The 406th Air Expeditionary Wing (406 AEW) is a provisional unit assigned to the United States Air Forces in Europe.

The wing was reactivated in early 2003 as a provisional wing to be used as part of Operation Iraqi Freedom (OIF), based in Turkey.  When Turkey refused to allow its territory to be used as part of the March 2003 invasion of Iraq, It seems likely the 406 AEW was inactivated shortly afterward.

Sometime afterward, it was possibly reactivated at RAFO Thumrait, Oman, possibly with KC-135 tankers. Possibly later moved to Camp Bastion, Afghanistan. Its current status is undetermined.

History

406th Fighter-Bomber Wing

On 10 July 1952, the 123d Fighter-Bomber Wing at RAF Manston, England was released from federal service and returned to the Kentucky Air National Guard, while its personnel and equipment were transferred to the newly activated 406th Fighter-Bomber Wing. The fighter squadrons being replaced by the 512th, 513th and 514th respectively, the F-84G Thunderjets and support aircraft of the ANG were assigned to the 406th Fighter-Bomber Group. The 406th FBW commanded the functions of both the support groups as well as the flying combat 406th FBG. The few National Guardsmen still with the wing departed and the last were released from active duty on 9 July, although a few reserve officers remained on active duty for an additional six to twelve months.

On 1 May 1956, when 406th FIW converted to Tri-Deputate organization, assigning operational squadrons directly to the wing.  The 406th Fighter-Bomber Group was inactivated.  In June 1956 F-86D Sabre interceptors arrived from CONUS to equip the 87th Fighter-Interceptor Squadron which was transferred to the 406th from the 81st FBW assigned to RAF Shepherds Grove.  The 87th FIS, however, physically remained at Shepherds Grove, but was under the organizational command of the 406th at Manston.  In September 1955, the 87th was redesignated the 512th FIS.

In May 1958, the 406th was inactivated in place, with its three air defense squadrons being assigned to continental Europe under the 86th Air Division (Defense) at Ramstein Air Base West Germany. The squadrons were transferred to the following bases:

 512th FIS to Sembach Air Base, West Germany
 513th FIS to Phalsbourg-Bourscheid Air Base France
 514th FIS to Ramstein Air Base, West Germany

The F-86D's were eventually withdrawn from Europe in 1961, and the 512th, 513th and 514th were inactivated.

406th Tactical Fighter Training Wing

In February 1970 Project CREEK STEP called for the buildup of Zaragoza Air Base as a USAFE weapons training site, with actual use of the Bardenas Reales Air-to-Ground Bombing and Gunnery Range (about 45 mi/70 km northwest of the base) began in March.

» **Stated exercise A**:
According to the passage on the 406th Air Expeditionary Wing, which squadron was transferred to Phalsbourg-Bourscheid Air Base in France?
» **Stated exercise B**:
Continue the history of the 406th Air Expeditionary Wing from its final sentence about Project CREEK STEP.

» **Given records**:
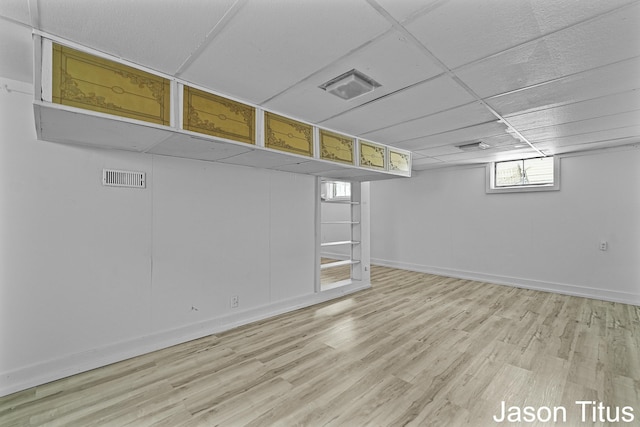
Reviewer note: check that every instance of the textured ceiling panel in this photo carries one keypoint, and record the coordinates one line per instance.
(457, 137)
(599, 107)
(159, 35)
(407, 10)
(461, 31)
(270, 46)
(584, 126)
(608, 135)
(615, 78)
(16, 43)
(604, 41)
(423, 99)
(15, 10)
(467, 115)
(488, 156)
(380, 60)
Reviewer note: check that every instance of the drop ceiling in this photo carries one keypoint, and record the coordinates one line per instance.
(525, 77)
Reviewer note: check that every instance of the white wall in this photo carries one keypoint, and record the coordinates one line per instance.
(90, 275)
(441, 221)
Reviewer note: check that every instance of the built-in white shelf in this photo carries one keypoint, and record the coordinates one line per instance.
(341, 222)
(341, 202)
(338, 264)
(345, 242)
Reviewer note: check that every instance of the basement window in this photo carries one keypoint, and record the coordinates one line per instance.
(335, 190)
(536, 174)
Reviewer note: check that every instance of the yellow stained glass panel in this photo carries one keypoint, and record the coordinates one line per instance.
(218, 116)
(336, 147)
(398, 161)
(86, 81)
(372, 155)
(288, 135)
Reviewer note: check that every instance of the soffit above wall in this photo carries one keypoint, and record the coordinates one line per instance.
(562, 73)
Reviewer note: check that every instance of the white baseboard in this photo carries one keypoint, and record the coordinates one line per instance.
(559, 288)
(51, 370)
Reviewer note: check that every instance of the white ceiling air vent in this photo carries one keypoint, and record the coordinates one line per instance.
(117, 178)
(474, 146)
(350, 85)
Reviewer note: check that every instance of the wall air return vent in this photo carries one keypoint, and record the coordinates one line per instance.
(474, 146)
(118, 178)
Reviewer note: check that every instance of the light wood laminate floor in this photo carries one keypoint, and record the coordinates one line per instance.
(416, 349)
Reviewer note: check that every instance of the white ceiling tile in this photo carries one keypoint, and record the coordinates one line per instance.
(607, 40)
(615, 78)
(423, 99)
(16, 44)
(461, 31)
(594, 145)
(458, 136)
(616, 121)
(380, 60)
(270, 46)
(408, 9)
(592, 108)
(456, 118)
(424, 161)
(159, 35)
(600, 136)
(438, 151)
(485, 156)
(16, 10)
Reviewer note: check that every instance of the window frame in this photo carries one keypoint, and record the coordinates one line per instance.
(330, 186)
(490, 179)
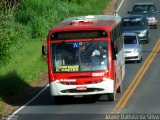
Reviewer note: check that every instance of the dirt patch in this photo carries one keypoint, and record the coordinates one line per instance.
(13, 102)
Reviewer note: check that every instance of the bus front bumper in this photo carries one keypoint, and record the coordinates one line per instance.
(58, 89)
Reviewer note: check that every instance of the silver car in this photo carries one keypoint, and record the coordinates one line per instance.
(132, 47)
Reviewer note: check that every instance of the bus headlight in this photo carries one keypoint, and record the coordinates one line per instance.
(136, 50)
(143, 33)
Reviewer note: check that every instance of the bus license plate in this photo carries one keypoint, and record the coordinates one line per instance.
(81, 88)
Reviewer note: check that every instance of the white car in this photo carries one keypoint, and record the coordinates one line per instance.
(132, 47)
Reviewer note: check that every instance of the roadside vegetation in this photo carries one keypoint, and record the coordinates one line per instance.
(23, 28)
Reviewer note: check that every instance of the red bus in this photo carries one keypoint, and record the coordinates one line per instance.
(85, 56)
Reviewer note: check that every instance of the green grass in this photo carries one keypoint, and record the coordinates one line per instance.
(26, 26)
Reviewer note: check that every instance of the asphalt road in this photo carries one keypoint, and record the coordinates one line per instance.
(144, 98)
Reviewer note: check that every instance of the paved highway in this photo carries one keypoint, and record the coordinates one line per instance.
(141, 88)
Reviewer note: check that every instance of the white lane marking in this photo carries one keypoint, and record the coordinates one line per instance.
(14, 113)
(119, 6)
(37, 95)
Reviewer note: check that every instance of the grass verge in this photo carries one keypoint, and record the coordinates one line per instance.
(30, 24)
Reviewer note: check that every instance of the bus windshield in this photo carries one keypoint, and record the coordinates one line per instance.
(79, 56)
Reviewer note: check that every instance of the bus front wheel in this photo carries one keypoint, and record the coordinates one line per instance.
(111, 97)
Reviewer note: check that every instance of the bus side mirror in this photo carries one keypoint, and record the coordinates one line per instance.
(129, 12)
(44, 50)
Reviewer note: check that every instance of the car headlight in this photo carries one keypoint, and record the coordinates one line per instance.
(143, 33)
(136, 50)
(152, 18)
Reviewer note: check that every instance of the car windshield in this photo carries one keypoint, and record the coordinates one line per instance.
(130, 40)
(79, 56)
(133, 21)
(144, 8)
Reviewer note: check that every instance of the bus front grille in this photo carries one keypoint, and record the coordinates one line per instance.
(81, 91)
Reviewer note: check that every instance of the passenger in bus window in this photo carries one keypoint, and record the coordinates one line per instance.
(95, 57)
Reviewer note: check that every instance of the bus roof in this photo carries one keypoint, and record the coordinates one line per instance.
(90, 20)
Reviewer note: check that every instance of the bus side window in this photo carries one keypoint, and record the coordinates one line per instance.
(114, 52)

» **Task answer A**:
The 513th FIS

» **Task answer B**:
With the closure of Wheelus Air Base in Libya, Zaragoza returned to active status on 19 February 1970 with the activation of the 86th Air Division.  The 406th was elevated to Wing status on 21 July 1972.  Although the 406th had no permanently assigned aircraft, the Wing provided support to all USAFE tactical aircraft which used the Zaragoza range, as well as deployed SAC and TAC units, as well as allied NATO units.

Beginning in September 1972, the 406th also operated the USAFE Tactical Forces Employment School, and in May 1976, began operating the USAFE Instructor Pilot School. Weapons training detachments were principally F-4 Phantom II aircraft, although F-111s used the wing's ranges for a short period in 1974, and U.S. Navy A-7 Corsairs used the range facilities in June 1974. During November 1976, the 406th TFTW began full maintenance support of an SAC KC-135 tanker detachment on a permanent basis.  On 12 September 1977, another facet was added to the wing's training operations when it conducted the first Dissimilar air combat training (DACT) missions with USAF and U.S. Navy aircraft

In 1979, the Instructor Pilot School was closed in July, due to broad changes in USAFE's mission and budget restraints.  On 1 January 1980, the support mission expanded when the 406th assumed responsibility for various functional areas in support of the four USAF tropo-scatter radar sites at Humosa, Mencora, Soller, and Inoges. The wing provided this support in cooperation with the 401st Tactical Fighter Wing assigned to Torrejon AB.

Foremost among the accomplishments of the 406th TFTW during 1981 was the preparation and planning for reception of the F-16 Weapons Training Detachments which began in 1982. The 512nd TFS of the 86th Tactical Fighter Wing at Ramstein AB, West Germany recorded its first F-16C fighter deployment to the Bardenas Reales Range on 3 April 1986. This represented the initial use of the C-model F-16 aircraft at the range since the newer F-16s were introduced to the European theatre.

For the rest of the 1980s, the 406th continued to provide support for USAFE crew training and range training exercises. August 1990 ushered in a period of intense activity, as the 406th and Zaragoza provided major air and ground support for Operation Desert Shield, conducted in response to Iraq's invasion of Kuwait. Thousands of military personnel and tons of equipment passed through Zaragoza en route to the crisis in the Middle East. The base and the wing continued to act as a major aerial port providing support during and after Operation Desert Storm.

Subject to the same provisions requiring the removal of other units from Spain, the 406th began efforts to end its operations and return Zaragoza to the Spanish Government in 1992. The use of the training range ended in December 1991, followed by the turnover of base operations to the Spanish in April 1992.

The 406th Tactical Fighter Training Wing was inactivated on 1 April 1994 when USAFE ended its presence and returned control of Zaragoza Air Base to the Spanish government.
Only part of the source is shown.